Provided material:

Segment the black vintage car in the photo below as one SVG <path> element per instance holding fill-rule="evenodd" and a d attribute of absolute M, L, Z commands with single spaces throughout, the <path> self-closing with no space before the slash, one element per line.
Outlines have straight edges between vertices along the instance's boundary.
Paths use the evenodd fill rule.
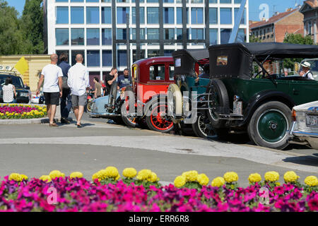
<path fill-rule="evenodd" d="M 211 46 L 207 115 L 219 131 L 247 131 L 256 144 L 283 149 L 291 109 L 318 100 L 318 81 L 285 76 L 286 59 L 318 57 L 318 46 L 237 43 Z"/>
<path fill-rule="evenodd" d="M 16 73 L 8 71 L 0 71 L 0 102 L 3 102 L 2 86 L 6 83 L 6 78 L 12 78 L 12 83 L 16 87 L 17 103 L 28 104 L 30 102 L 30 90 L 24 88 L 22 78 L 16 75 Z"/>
* * *
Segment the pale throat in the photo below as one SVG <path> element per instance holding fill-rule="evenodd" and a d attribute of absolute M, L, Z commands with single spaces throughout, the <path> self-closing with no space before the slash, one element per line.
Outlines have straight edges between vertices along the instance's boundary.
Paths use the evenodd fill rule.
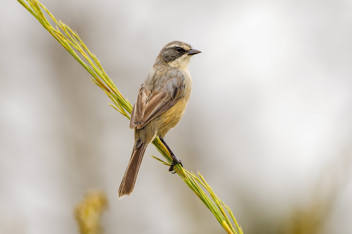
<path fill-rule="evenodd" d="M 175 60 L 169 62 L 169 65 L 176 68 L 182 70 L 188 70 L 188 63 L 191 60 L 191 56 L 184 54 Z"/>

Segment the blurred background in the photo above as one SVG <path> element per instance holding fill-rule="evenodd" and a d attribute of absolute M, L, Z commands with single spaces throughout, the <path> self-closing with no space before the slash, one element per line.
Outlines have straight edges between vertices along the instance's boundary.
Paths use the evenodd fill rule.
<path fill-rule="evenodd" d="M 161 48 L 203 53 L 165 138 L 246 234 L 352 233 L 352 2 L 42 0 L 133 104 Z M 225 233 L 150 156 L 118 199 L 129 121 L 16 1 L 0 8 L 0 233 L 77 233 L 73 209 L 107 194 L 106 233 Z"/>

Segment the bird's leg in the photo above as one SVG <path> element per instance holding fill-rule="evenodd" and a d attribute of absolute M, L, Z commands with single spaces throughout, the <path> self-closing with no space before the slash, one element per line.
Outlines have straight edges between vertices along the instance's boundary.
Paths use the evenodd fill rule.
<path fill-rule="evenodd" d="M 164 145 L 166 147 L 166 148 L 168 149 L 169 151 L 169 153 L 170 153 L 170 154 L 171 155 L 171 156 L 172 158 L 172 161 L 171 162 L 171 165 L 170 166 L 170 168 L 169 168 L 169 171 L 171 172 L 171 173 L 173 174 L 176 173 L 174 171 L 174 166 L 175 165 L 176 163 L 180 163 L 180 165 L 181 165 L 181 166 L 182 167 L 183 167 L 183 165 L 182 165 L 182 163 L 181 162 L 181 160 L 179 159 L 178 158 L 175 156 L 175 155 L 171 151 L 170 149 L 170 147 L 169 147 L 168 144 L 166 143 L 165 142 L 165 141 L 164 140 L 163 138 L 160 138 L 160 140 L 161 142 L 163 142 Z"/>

Given problem: Format the data starting at the line containing "Segment the blurred" and ending at the line containing "161 48 L 203" as a numbered list, omitting blank lines.

Written answer:
1. Segment the blurred background in the photo above as one SVG <path> element per instance holding fill-rule="evenodd" and a d attribute of absolute M, L, Z commands with single spaces throughout, the <path> self-closing with no space before the slash, one element per line.
2. Outlines have straight edges between vertices along the instance's boundary.
3. Paths use the evenodd fill rule.
4. <path fill-rule="evenodd" d="M 161 48 L 203 53 L 165 138 L 246 234 L 352 233 L 352 2 L 42 0 L 133 104 Z M 225 233 L 150 156 L 118 199 L 129 121 L 16 1 L 0 8 L 0 233 L 77 233 L 73 209 L 107 194 L 106 233 Z"/>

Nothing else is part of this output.